> Task details
Copy out all of the data below with no alterations.
..........
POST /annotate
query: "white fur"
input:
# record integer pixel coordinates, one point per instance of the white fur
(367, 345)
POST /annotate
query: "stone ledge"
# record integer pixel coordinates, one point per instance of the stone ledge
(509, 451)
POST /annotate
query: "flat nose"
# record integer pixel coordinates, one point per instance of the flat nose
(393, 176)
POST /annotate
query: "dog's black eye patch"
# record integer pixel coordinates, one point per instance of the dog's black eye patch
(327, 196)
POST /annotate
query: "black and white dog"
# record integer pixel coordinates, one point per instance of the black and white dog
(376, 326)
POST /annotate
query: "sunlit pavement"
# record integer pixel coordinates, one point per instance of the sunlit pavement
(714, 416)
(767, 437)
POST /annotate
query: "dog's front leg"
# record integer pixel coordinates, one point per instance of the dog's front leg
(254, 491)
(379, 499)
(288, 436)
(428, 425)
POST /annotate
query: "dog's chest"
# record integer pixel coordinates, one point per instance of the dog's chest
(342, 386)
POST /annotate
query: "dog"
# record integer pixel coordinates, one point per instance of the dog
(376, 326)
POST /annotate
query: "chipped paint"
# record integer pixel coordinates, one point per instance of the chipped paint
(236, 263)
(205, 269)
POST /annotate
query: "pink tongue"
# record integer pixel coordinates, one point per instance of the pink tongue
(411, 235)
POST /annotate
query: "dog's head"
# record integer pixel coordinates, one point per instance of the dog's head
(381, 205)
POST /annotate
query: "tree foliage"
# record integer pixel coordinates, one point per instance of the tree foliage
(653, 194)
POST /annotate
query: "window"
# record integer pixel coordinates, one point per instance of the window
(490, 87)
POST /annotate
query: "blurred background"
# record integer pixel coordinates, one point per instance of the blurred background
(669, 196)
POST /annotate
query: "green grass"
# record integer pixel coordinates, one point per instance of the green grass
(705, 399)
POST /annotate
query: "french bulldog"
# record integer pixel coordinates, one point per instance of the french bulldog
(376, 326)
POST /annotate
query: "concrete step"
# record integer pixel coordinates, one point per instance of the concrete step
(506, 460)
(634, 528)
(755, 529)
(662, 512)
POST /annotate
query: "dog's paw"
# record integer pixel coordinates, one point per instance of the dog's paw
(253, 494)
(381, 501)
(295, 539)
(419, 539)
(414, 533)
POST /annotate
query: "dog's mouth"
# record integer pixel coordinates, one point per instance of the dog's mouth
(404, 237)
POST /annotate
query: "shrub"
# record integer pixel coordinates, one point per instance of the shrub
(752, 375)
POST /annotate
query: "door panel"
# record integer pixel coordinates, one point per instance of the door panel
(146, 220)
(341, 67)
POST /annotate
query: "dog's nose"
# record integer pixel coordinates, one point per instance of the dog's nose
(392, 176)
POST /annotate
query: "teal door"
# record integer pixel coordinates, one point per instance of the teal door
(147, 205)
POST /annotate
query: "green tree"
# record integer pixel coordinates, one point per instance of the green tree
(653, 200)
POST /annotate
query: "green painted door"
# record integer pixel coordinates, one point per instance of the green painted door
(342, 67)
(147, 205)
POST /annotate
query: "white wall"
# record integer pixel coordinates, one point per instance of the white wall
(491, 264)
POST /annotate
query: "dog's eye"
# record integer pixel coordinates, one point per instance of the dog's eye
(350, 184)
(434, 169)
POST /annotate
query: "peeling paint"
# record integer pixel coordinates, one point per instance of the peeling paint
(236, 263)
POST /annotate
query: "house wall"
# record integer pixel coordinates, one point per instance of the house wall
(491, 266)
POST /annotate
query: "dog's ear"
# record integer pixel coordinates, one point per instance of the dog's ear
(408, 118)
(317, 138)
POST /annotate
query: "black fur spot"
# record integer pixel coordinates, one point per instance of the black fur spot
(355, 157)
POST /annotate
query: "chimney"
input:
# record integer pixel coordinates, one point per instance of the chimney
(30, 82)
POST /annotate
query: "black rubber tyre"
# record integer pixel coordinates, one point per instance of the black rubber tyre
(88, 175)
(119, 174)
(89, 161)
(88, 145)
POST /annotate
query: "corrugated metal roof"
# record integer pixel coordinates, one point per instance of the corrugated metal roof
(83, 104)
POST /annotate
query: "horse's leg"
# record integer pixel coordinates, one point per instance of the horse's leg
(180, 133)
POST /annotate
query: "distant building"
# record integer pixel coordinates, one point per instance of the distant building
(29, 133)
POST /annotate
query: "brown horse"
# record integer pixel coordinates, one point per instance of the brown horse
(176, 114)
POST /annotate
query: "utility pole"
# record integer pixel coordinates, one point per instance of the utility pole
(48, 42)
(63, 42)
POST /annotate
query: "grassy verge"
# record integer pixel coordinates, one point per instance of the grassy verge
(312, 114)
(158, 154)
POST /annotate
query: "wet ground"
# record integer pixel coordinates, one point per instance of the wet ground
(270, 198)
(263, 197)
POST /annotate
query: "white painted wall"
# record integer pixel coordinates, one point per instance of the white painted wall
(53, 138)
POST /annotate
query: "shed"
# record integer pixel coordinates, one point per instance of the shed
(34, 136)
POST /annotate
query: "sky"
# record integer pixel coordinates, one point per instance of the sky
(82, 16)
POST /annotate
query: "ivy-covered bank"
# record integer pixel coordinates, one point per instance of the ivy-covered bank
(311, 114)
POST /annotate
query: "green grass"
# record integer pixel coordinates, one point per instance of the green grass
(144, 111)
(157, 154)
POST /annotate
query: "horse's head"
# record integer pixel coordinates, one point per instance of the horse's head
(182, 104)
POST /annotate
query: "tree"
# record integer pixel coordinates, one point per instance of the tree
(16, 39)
..........
> Answer to this task
POST /annotate
query: "white fur"
input:
# record integer pixel coordinates, one point per instance of the white fur
(367, 345)
POST /annotate
query: "stone ledge"
# record integer pixel coordinates, one point per instance of the stone ledge
(509, 451)
POST /annotate
query: "flat nose"
# record integer pixel coordinates, one point per instance of the flat nose
(393, 176)
POST /annotate
query: "dog's black eye patch"
# record integer pixel coordinates, one point per instance of the dog's black eye patch
(327, 196)
POST /annotate
query: "black and white dog"
# record integer pixel coordinates, one point per instance of the black and white dog
(376, 326)
POST /annotate
query: "sunlit pavement"
# record integer pixel coordinates, one point per instance of the sunlit pavement
(714, 416)
(767, 437)
POST /annotate
query: "dog's front leg"
# record integer pixel coordinates, one point per instance of the dog's front leg
(254, 491)
(379, 499)
(288, 436)
(428, 425)
POST /annotate
query: "dog's chest"
# record integer pixel coordinates, one point per instance of the dog's chest
(342, 386)
POST /annotate
query: "dog"
# record integer pixel coordinates, one point per instance of the dog
(376, 326)
POST /annotate
query: "chipped paint"
# record integer pixel coordinates, one point per instance of the chipped paint
(236, 263)
(205, 269)
POST /annotate
query: "pink tongue"
# record integer pixel coordinates, one point per instance of the pink tongue
(411, 235)
POST /annotate
query: "dog's head"
# record integer pixel coordinates, one point per instance of the dog's head
(381, 205)
POST /annotate
query: "tree foliage"
# record integer pixel coordinates, one point per instance of the tree foliage
(653, 194)
POST /annotate
query: "window"
# record integer pixel coordinates, one point per instance of the window
(490, 87)
POST /annotate
query: "blurred background"
# record integer pixel coordinates, one point per instance of the blurred background
(669, 196)
POST /annotate
query: "green grass"
# record integer pixel coordinates, one point per instance of the green grass
(705, 399)
POST /annotate
query: "french bulldog"
# record integer pixel coordinates, one point per instance of the french bulldog
(376, 326)
POST /annotate
query: "concrete step"
# record integer pixel coordinates, one point per instance of the concrete step
(506, 460)
(634, 528)
(755, 529)
(662, 512)
POST /annotate
query: "dog's paw"
# record integer pixel coordinates, one point per instance of the dog's paw
(253, 494)
(381, 501)
(295, 539)
(419, 539)
(414, 533)
POST /annotate
query: "dog's mouth"
# record integer pixel coordinates, one point per instance of the dog's mouth
(404, 237)
POST /annotate
query: "shrub"
# record integer pixel coordinates, one point per instance of the shrub
(752, 375)
POST /annotate
query: "door panel"
# record integer pixel coordinates, one point per instance of the door panel
(146, 220)
(341, 67)
POST /annotate
query: "dog's nose"
# record integer pixel coordinates, one point per instance of the dog's nose
(392, 176)
POST /annotate
query: "teal door"
# record integer pixel coordinates, one point per instance of the teal door
(147, 205)
POST /annotate
query: "green tree"
# record integer pixel coordinates, one point per instance of the green tree
(653, 200)
POST /annotate
query: "green painted door"
# record integer pixel coordinates, one point per instance of the green painted door
(342, 67)
(147, 205)
POST /annotate
query: "white wall"
# record integer pixel coordinates, one point per instance of the white wall
(491, 264)
POST /annotate
query: "dog's eye"
# record integer pixel coordinates, one point per instance of the dog's eye
(350, 184)
(434, 169)
POST /annotate
query: "peeling paint"
# record integer pixel coordinates, one point per instance of the peeling paint
(236, 263)
POST /annotate
query: "house wall"
# record integer pixel coordinates, one point per instance of the house wall
(491, 266)
POST /annotate
query: "dog's ear"
# record integer pixel coordinates, one point per instance of the dog's ear
(408, 118)
(317, 138)
POST /annotate
query: "black fur spot"
# record integer pixel coordinates, one point per instance of the black fur spot
(355, 157)
POST /annotate
query: "chimney"
input:
# record integer pixel coordinates, one point per instance of the chimney
(30, 82)
POST /annotate
query: "black rubber tyre"
# record integer pixel coordinates, one point per instance of the black rubber tyre
(88, 175)
(119, 174)
(89, 161)
(88, 145)
POST /annotate
query: "corrugated metal roof"
# record integer pixel coordinates, one point per instance of the corrugated metal roof
(83, 104)
POST /annotate
query: "horse's leg"
# record integer pixel coordinates, one point per instance of the horse's leg
(180, 133)
POST /annotate
query: "distant building"
# record integer pixel coordinates, one point per instance of the distant building
(29, 133)
POST /annotate
query: "brown horse"
# record integer pixel coordinates, one point per instance of the brown horse
(176, 114)
POST /annotate
query: "utility pole"
# record integer pixel coordinates, one point per instance of the utility pole
(48, 42)
(63, 42)
POST /annotate
query: "grassy verge"
# record integer pixel coordinates, one point per instance of the grassy verge
(312, 114)
(158, 154)
POST /annotate
query: "wet ground"
# record integer pixel coordinates, one point per instance of the wet ground
(270, 198)
(263, 197)
POST /annotate
query: "white painted wall"
# record integer pixel coordinates, one point per instance of the white painted wall
(53, 138)
POST /annotate
query: "shed"
# record integer pixel coordinates, one point per instance of the shed
(34, 136)
POST /annotate
query: "sky"
# record integer pixel coordinates, one point per instance of the sky
(82, 16)
POST /annotate
query: "ivy-covered bank"
# record integer pixel coordinates, one point per instance of the ivy-covered bank
(311, 114)
POST /annotate
query: "green grass"
# record integer pixel coordinates, one point per instance of the green grass
(144, 111)
(157, 154)
POST /annotate
query: "horse's head"
# record integer pixel coordinates, one point per instance of the horse's head
(182, 104)
POST /annotate
query: "tree"
# record integer pixel coordinates, one point per instance of the tree
(16, 39)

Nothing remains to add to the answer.